Exercise: Beginning with the line that holds "Target: overcast sky" and finishing with the line that holds "One point goes on each instance of the gray", repeat the listing exactly, leaving every picture out.

Provided records:
++++
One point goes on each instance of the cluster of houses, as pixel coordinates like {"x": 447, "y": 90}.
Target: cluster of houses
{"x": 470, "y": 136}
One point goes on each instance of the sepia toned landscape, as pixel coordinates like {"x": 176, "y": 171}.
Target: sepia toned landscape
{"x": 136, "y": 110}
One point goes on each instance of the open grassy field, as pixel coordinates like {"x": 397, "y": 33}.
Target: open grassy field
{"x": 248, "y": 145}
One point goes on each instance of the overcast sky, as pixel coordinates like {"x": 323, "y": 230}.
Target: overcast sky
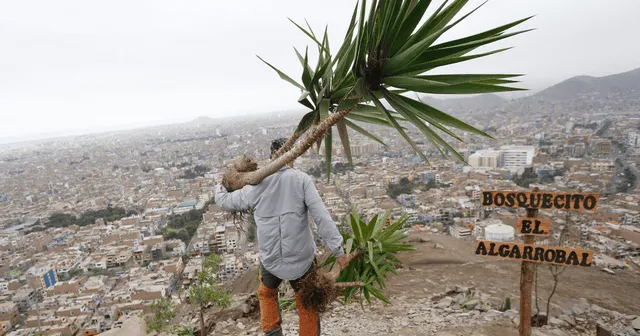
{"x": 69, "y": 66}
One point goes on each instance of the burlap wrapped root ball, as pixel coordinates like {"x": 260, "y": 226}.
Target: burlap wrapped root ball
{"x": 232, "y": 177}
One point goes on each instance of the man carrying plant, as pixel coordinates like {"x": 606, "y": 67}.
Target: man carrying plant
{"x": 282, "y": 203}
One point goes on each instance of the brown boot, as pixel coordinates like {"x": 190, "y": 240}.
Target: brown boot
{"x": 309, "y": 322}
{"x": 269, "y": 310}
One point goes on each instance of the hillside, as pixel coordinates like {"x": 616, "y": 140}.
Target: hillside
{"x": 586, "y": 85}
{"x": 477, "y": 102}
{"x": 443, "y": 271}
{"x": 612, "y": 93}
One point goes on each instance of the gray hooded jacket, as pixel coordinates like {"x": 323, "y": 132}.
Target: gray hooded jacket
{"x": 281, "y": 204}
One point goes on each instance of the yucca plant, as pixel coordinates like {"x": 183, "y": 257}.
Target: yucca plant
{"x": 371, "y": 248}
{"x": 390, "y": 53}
++++
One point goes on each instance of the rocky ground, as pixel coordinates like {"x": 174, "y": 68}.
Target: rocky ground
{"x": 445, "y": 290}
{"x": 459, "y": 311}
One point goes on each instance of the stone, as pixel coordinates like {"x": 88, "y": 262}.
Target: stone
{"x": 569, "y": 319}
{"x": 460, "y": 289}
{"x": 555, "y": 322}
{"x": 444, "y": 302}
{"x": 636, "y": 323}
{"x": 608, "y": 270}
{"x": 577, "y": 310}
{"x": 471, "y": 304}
++++
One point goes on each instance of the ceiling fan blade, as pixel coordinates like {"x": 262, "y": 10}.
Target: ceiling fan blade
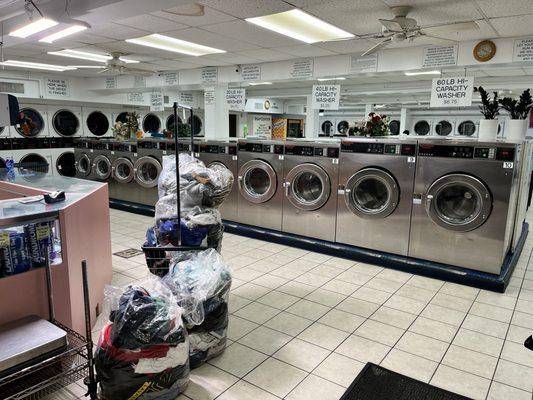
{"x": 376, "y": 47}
++++
Response to the exercise:
Target: overcast sky
{"x": 69, "y": 66}
One point goes on each instance of the burlap wrapped root ball, as pixel coordinates like {"x": 260, "y": 226}.
Target: burlap wrapped root ball
{"x": 232, "y": 177}
One point goes on each instance of the man carrying plant, as pixel coordinates like {"x": 606, "y": 67}.
Target: man carrying plant
{"x": 282, "y": 203}
One point goes on each instance of the brown boot, as pixel coordinates like {"x": 190, "y": 240}.
Target: brown boot
{"x": 309, "y": 322}
{"x": 269, "y": 310}
One point goes on each instance of the hillside, as pixel coordinates like {"x": 616, "y": 140}.
Target: hillside
{"x": 586, "y": 85}
{"x": 477, "y": 102}
{"x": 443, "y": 271}
{"x": 612, "y": 93}
One point goes on each instance of the gray hooded jacket, as pixel coordinates like {"x": 323, "y": 132}.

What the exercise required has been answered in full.